Short task
Please answer from the Data Mesh excerpt below: roughly what share of data engineering responsibilities falls to the Product Owner or Data Producer?

Excerpt
************
A fundamental conflict within Data Mesh lies in balancing centralization—necessary for governance and addressing redundancies and semantic conflicts—with decentralization, which emphasizes domain/product ownership and self-service.

The first instance where this conflict emerges and requires resolution is in the roles and responsibilities of data producers and Data Product Owners. Considering the entire setup, around 90% of data engineering responsibilities fall to the Product Owner or Data Producer (assuming they represent different entities). On the other hand, the Data Consumer has minimal responsibilities, almost negligible in comparison. However, the problem arises from the Data Consumer's critical dependence on the Data Product, including its service level agreements (SLAs), quality, and other aspects. Therefore, the Data Consumer needs firm commitments from the Data Product Owner, who is tasked with not only building but also maintaining, evolving, and resolving issues with the Data Product.

Potential owners of Data Products, recognizing these challenges, are often reluctant to commit to maintaining them. Moreover, within the current organizational structures, they might negotiate concessions from Data Consumers or the broader enterprise to ensure the provision of information with the required quality and SLAs.

There are few workarounds for this problem.

Top-Down Enforcement

Data Producers can be compelled to create and maintain Data Products through top-down enforcement. This directive might originate from upper management, especially if the Data Mesh concept has been endorsed by the board or executives, or it could be implemented as an organization-wide policy. However, this approach often proves ineffective due to the high complexity of the problem and the myriad opportunities for internal sabotage. Furthermore, it demands considerable effort in terms of management and control and tends to foster an unhealthy environment for conflict resolution and other critical tasks, such as dealing with redundancies and establishing governance.
************
Data segment

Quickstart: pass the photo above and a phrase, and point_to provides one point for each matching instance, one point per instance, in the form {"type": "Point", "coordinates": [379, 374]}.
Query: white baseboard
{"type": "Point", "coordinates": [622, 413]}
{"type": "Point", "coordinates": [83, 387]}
************
Finished task
Around 90%.